→ **Exercise instructions**
Write out everything in the listing below from the line containing "Do you see the snow-covered shoreline" down through the line containing "282,223 -> 703,393", unchanged.

Region labeling records
'''
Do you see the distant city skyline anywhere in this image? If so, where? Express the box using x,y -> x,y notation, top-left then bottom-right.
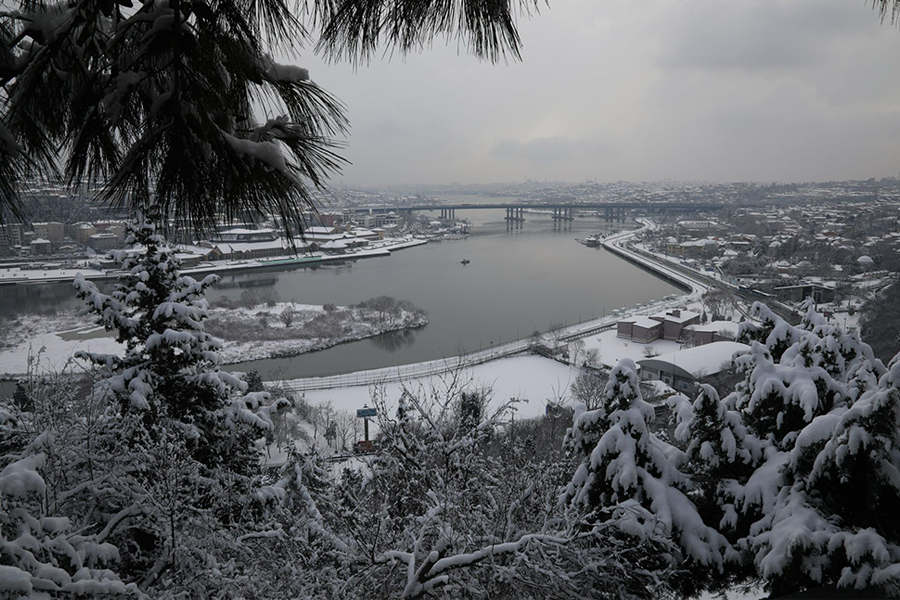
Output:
294,0 -> 900,185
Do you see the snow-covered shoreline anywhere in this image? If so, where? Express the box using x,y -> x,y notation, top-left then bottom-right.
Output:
0,302 -> 428,379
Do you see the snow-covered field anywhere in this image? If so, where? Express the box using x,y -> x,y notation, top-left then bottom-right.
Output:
0,302 -> 428,377
305,356 -> 578,418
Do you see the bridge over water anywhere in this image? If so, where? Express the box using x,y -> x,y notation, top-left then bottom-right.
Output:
349,201 -> 724,221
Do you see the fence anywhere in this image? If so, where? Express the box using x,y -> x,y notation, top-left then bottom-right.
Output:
283,224 -> 702,393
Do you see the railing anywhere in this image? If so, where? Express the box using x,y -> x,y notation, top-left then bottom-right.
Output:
282,223 -> 703,393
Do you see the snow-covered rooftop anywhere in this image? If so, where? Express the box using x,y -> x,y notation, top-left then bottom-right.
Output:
637,342 -> 750,377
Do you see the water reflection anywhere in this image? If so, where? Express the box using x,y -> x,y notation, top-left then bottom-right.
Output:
370,325 -> 427,353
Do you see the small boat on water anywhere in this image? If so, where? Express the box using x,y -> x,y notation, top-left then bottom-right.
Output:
575,233 -> 603,248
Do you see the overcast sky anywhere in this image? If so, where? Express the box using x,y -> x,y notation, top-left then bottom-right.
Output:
299,0 -> 900,185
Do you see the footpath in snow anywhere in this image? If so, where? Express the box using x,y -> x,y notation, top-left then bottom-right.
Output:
282,219 -> 707,416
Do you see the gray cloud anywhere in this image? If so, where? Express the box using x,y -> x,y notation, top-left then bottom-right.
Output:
302,0 -> 900,184
660,0 -> 876,71
491,135 -> 609,164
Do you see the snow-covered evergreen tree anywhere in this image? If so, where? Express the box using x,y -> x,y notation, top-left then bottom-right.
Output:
562,359 -> 737,592
0,221 -> 297,597
725,305 -> 900,595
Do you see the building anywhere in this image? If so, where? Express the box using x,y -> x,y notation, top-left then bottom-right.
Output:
616,317 -> 663,344
637,342 -> 750,394
87,233 -> 120,252
32,221 -> 66,244
71,223 -> 97,246
29,238 -> 53,256
210,227 -> 278,243
0,223 -> 23,256
684,321 -> 738,346
650,308 -> 700,341
775,283 -> 834,303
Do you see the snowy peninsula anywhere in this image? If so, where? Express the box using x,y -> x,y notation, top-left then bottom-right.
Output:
0,296 -> 428,378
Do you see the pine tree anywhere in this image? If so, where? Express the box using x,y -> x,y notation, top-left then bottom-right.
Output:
65,220 -> 286,593
562,359 -> 734,593
0,0 -> 530,231
724,306 -> 900,595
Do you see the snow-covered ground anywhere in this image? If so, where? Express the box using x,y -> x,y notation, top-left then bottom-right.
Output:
305,356 -> 578,418
0,302 -> 428,377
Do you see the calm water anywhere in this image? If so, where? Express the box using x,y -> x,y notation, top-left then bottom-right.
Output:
0,197 -> 678,378
210,200 -> 678,378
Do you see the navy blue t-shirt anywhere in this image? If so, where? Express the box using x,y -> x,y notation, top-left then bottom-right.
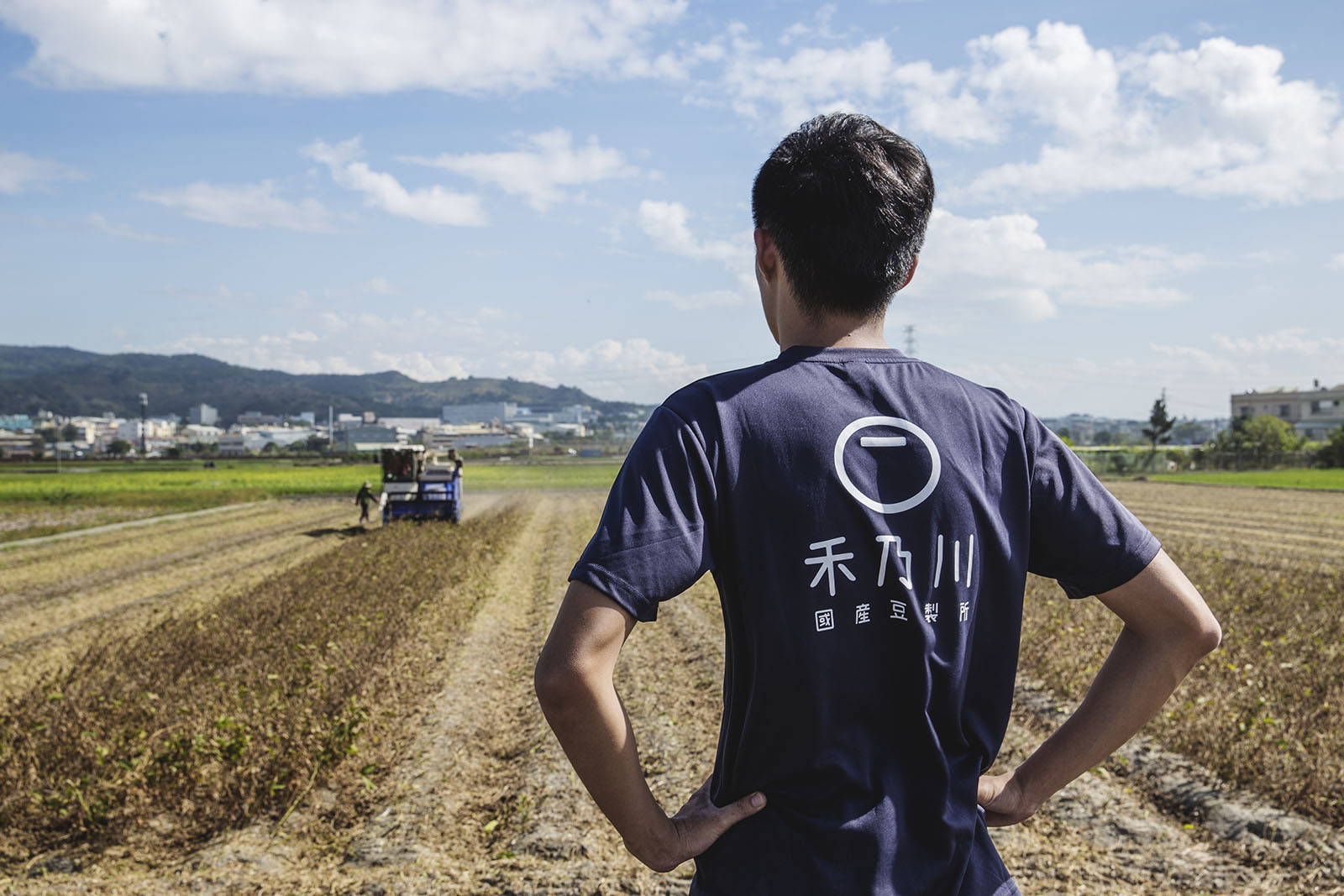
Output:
570,347 -> 1158,896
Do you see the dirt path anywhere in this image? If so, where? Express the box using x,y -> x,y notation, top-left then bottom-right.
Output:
11,495 -> 1344,896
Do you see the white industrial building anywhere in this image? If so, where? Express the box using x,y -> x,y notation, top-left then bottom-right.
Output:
1231,381 -> 1344,442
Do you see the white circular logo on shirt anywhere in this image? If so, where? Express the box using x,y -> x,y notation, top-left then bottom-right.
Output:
836,417 -> 942,513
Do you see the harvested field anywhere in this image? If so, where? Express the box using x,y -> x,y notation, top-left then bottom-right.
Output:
0,482 -> 1344,896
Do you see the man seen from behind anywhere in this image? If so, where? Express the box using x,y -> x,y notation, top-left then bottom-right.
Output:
536,114 -> 1221,896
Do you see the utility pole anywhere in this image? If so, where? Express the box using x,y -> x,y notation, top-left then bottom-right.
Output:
139,392 -> 150,461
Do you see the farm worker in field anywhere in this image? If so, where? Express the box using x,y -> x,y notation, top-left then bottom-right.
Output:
347,479 -> 378,522
536,114 -> 1221,896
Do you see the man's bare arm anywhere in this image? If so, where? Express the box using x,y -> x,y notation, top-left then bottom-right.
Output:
979,551 -> 1221,826
535,582 -> 764,871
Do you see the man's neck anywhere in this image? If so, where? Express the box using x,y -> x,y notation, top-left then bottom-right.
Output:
780,308 -> 890,351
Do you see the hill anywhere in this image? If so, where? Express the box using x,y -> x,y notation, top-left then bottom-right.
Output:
0,345 -> 640,422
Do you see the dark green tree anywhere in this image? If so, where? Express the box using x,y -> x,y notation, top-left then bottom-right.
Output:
1144,390 -> 1176,464
1315,426 -> 1344,466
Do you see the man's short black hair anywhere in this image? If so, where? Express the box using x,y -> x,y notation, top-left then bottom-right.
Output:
751,113 -> 932,318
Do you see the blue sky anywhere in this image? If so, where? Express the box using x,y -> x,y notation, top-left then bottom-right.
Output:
0,0 -> 1344,418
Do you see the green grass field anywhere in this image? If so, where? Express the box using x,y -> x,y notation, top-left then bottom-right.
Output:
0,459 -> 620,542
1147,469 -> 1344,491
0,462 -> 620,504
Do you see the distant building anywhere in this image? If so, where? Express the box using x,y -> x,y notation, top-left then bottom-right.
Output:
438,401 -> 527,423
183,423 -> 224,445
235,411 -> 286,426
332,426 -> 405,453
186,405 -> 219,426
215,432 -> 251,457
0,432 -> 34,461
1231,380 -> 1344,441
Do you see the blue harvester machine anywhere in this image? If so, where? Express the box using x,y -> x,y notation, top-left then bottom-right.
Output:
379,445 -> 462,522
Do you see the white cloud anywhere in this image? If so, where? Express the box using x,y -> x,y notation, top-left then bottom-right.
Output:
0,152 -> 83,196
1212,327 -> 1344,364
368,351 -> 470,383
136,180 -> 332,233
637,199 -> 758,303
961,23 -> 1344,204
302,137 -> 486,227
643,289 -> 748,312
0,0 -> 685,94
501,338 -> 708,401
85,213 -> 177,244
398,128 -> 640,211
638,199 -> 754,264
709,22 -> 1344,204
898,210 -> 1203,321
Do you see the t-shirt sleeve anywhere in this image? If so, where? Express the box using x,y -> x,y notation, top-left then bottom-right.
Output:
570,405 -> 715,622
1024,414 -> 1161,598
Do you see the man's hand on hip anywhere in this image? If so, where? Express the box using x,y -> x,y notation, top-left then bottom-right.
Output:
'''
→ **Final result**
Do you see the snow-covered shoreline anywhere in this image? If so, where? Express the box using x,y -> x,y notation, top-left then bottom-right.
Output:
0,302 -> 428,379
Do you see the snow-covered field anywhere in this image? If so, where? Express the box using x,y -> x,y notation, top-left then bottom-right.
Output:
0,302 -> 428,377
305,356 -> 578,418
Do you see the bridge over water anywhere in this image? If so, where? Express the box using x,y -> x,y notation, top-left then bottom-right.
Output:
349,201 -> 724,221
Do you see the fence anywhere in this image? If so, where? Express the box using x,y -> x,y notation, top-left then bottom-right.
Output:
283,224 -> 702,393
Do you see the railing anywhere in this image? If so, where? Express the box using x,y -> x,y notation, top-left then bottom-right.
Output:
282,223 -> 703,393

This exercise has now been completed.